- _GIVEN RECORDS_

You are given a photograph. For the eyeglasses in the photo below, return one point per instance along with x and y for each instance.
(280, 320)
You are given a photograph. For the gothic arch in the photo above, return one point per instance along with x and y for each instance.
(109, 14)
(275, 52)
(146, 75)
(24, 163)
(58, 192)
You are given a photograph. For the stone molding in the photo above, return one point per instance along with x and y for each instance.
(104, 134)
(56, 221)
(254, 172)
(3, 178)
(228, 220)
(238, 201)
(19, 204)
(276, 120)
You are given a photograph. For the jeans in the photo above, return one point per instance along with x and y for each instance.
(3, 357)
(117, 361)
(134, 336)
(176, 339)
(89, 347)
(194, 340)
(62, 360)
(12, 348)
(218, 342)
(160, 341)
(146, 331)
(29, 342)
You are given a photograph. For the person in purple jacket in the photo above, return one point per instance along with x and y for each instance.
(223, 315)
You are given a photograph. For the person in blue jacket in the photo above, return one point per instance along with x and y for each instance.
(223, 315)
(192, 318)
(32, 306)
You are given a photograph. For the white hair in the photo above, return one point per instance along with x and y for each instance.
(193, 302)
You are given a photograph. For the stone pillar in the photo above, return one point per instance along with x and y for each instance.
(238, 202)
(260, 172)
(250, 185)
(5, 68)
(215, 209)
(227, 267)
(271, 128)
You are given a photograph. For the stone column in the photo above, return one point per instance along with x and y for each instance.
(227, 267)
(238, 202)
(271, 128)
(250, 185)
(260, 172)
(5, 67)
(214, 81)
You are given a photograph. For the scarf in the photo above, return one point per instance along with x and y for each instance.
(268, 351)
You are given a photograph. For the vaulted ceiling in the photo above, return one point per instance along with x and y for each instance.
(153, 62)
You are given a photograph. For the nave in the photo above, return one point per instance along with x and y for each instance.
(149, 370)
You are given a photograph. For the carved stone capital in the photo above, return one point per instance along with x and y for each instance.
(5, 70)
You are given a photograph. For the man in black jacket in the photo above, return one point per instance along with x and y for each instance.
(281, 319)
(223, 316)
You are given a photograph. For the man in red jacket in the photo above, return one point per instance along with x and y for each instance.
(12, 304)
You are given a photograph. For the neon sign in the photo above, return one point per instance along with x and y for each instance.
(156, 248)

- _TASK STATEMENT_
Lines before the one containing "You are given a photograph. For the man in black" are not wanted; please set down that line and every line after it through the end of the material, exactly.

- _OUTPUT OF THE TASK_
You are given a photograph. For the man in black jacket in the photo above, return one point per instance along with x and y for each instance.
(281, 319)
(223, 316)
You are given a photograph. For the man in red jacket in the photo above, return one point per instance along with x and y for each instance.
(12, 304)
You are given a photograph. For the neon sign in the photo above, return one point per instance along with x and y for each instance.
(156, 248)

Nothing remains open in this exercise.